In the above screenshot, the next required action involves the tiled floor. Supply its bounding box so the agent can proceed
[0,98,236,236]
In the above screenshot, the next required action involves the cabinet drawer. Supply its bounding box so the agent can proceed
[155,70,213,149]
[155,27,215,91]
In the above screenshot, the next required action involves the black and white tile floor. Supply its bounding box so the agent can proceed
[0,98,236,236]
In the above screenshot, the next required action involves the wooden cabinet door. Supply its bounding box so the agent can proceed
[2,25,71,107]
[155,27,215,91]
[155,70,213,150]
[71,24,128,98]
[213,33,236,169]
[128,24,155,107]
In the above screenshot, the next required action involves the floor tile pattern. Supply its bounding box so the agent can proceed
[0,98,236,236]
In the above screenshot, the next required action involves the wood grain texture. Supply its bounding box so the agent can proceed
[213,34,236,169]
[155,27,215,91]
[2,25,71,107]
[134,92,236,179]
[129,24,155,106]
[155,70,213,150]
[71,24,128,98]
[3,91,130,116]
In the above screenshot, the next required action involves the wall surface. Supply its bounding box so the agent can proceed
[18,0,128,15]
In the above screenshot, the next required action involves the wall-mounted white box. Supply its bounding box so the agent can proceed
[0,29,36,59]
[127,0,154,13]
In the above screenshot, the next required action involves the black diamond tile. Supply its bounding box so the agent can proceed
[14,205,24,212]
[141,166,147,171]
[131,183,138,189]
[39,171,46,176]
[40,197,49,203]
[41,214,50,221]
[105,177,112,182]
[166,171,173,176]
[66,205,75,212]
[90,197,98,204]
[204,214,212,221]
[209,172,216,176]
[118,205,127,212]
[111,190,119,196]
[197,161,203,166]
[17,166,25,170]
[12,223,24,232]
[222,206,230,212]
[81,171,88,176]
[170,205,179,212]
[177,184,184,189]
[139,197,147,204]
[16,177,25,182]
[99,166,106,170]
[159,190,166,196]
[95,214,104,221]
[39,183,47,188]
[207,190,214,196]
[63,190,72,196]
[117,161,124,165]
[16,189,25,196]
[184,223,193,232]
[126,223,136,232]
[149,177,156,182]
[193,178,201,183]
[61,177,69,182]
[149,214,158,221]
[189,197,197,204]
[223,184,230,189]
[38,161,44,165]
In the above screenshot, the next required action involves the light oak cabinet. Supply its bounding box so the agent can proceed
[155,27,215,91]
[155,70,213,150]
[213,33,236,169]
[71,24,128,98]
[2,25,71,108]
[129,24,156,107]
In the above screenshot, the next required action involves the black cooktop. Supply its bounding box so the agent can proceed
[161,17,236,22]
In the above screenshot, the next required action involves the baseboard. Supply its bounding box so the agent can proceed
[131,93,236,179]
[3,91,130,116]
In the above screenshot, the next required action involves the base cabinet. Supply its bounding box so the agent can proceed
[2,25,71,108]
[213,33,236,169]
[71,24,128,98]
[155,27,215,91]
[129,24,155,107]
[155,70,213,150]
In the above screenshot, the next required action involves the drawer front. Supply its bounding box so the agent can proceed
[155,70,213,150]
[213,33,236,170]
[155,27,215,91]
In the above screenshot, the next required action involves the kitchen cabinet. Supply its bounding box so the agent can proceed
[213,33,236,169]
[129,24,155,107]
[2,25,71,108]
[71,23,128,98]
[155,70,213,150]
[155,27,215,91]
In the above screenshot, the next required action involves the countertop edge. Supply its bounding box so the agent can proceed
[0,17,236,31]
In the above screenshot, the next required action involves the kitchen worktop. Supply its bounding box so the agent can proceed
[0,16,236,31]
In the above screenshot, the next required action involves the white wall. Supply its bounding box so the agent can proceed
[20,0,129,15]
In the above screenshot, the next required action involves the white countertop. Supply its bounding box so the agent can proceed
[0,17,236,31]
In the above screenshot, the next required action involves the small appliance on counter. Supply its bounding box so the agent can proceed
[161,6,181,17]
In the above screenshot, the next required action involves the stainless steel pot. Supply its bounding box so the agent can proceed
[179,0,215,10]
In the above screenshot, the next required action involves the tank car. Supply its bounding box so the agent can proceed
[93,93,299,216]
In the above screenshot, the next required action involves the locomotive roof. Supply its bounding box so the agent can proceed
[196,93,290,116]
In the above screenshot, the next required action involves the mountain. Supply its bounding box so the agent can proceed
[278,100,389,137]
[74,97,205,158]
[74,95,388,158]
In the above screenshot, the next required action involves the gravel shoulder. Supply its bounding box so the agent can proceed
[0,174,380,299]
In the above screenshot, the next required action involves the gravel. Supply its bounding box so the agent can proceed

■ ■ ■

→ **Stated problem**:
Scale the bounding-box coordinates by 1.85, rounding to whole numbers with halves going up, starting with the line containing "involves the countertop" and going on through the line containing "[179,0,215,10]". Give every line in that range again, both the wording lines and the coordinate lines, and no lines outside it.

→ **The answer**:
In the above screenshot, the next required action involves the countertop edge. Supply its bounding box so the agent can proceed
[0,31,437,57]
In the above screenshot, the next required action involves the kitchen worktop. Supply its bounding box so the agent can proceed
[0,30,437,57]
In the above screenshot, the next required action involves the white wall. Supply its bounding box so the agent can proceed
[37,0,239,28]
In the above screenshot, the next required action involves the white countertop. Supply its bounding box so the agent can proceed
[0,31,437,57]
In the above screenshot, the next required action involves the small appliance on counter. Supply its bounding box so the agent can proceed
[298,11,335,31]
In the above screenshot, the next required action involves the stainless steel pot. Supply its bounding box so the agent can proceed
[331,0,398,19]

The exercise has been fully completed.